## Supplied passage

'''

[Explained] Hadith: The Two Months of ‘Id are Never Deficient


Waqar Akbar Cheema

1. Introduction

A hadith some people think contradicts known facts has come down to us as:

عن عبد الرحمن بن أبي بكرة، عن أبيه رضي الله عنه، عن النبي صلى الله عليه وسلم، قال: ” شهران لا ينقصان، شهرا عيد: رمضان، وذو الحجة

 It is related from Abu Bakra that the Prophet, may Allah bless him and grant him peace, said, “Two months are never deficient: the two months of ‘Ȋd: Ramaḍān and Dhu al-Ḥijjah.”[1]

It is known that in the lunar calendar a month is either twenty-nine days or thirty days depending upon the sighting of the moon.

'''

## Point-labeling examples
'''

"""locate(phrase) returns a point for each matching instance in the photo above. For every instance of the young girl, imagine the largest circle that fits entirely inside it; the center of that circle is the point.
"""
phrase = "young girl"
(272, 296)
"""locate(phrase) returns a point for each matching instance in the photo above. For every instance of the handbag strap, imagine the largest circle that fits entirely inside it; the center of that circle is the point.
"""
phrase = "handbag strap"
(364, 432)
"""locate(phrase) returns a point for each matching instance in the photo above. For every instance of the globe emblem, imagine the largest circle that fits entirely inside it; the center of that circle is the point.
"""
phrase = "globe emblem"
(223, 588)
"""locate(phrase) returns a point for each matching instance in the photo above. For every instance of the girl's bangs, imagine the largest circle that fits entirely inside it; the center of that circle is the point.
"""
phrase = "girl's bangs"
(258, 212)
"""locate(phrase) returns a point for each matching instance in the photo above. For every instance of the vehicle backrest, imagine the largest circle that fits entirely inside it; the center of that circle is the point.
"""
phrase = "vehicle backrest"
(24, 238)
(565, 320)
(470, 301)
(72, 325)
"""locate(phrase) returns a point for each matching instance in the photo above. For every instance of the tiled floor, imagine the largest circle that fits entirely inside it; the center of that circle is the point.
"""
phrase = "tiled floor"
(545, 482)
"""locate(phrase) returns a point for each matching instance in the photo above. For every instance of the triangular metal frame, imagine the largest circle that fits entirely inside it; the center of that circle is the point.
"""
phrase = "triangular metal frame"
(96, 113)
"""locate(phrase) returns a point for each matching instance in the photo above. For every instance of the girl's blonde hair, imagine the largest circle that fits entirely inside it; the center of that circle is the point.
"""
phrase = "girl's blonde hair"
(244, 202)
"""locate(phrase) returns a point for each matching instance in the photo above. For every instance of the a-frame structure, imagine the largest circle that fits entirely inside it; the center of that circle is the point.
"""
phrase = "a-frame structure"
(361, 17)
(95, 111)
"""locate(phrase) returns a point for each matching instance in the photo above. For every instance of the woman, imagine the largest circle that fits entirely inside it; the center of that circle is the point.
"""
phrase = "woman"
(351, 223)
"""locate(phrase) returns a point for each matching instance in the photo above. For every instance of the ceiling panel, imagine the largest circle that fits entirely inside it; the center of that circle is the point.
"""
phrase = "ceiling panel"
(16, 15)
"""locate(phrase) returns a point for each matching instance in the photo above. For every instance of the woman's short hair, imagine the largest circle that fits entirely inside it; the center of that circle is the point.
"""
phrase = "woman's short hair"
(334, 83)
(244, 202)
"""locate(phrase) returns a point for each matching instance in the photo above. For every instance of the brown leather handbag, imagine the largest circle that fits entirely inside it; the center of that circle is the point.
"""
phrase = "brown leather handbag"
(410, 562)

'''

## Complete the following
(a) Reproduce word for word the part of the hadith article starting at "It is related" and ending at "of the moon.".
(b) In the rows, change "leather" to "canvas" in the lines starting at the one containing "of the brown" and ending at the last row, leaving everything else as is. Return only those lines.
The hadith article and the rows have no connection to each other.

## Answers provided
(a)
It is related from Abu Bakra that the Prophet, may Allah bless him and grant him peace, said, “Two months are never deficient: the two months of ‘Ȋd: Ramaḍān and Dhu al-Ḥijjah.”[1]

It is known that in the lunar calendar a month is either twenty-nine days or thirty days depending upon the sighting of the moon.

(b)
"""locate(phrase) returns a point for each matching instance in the photo above. For every instance of the brown canvas handbag, imagine the largest circle that fits entirely inside it; the center of that circle is the point.
"""
phrase = "brown canvas handbag"
(410, 562)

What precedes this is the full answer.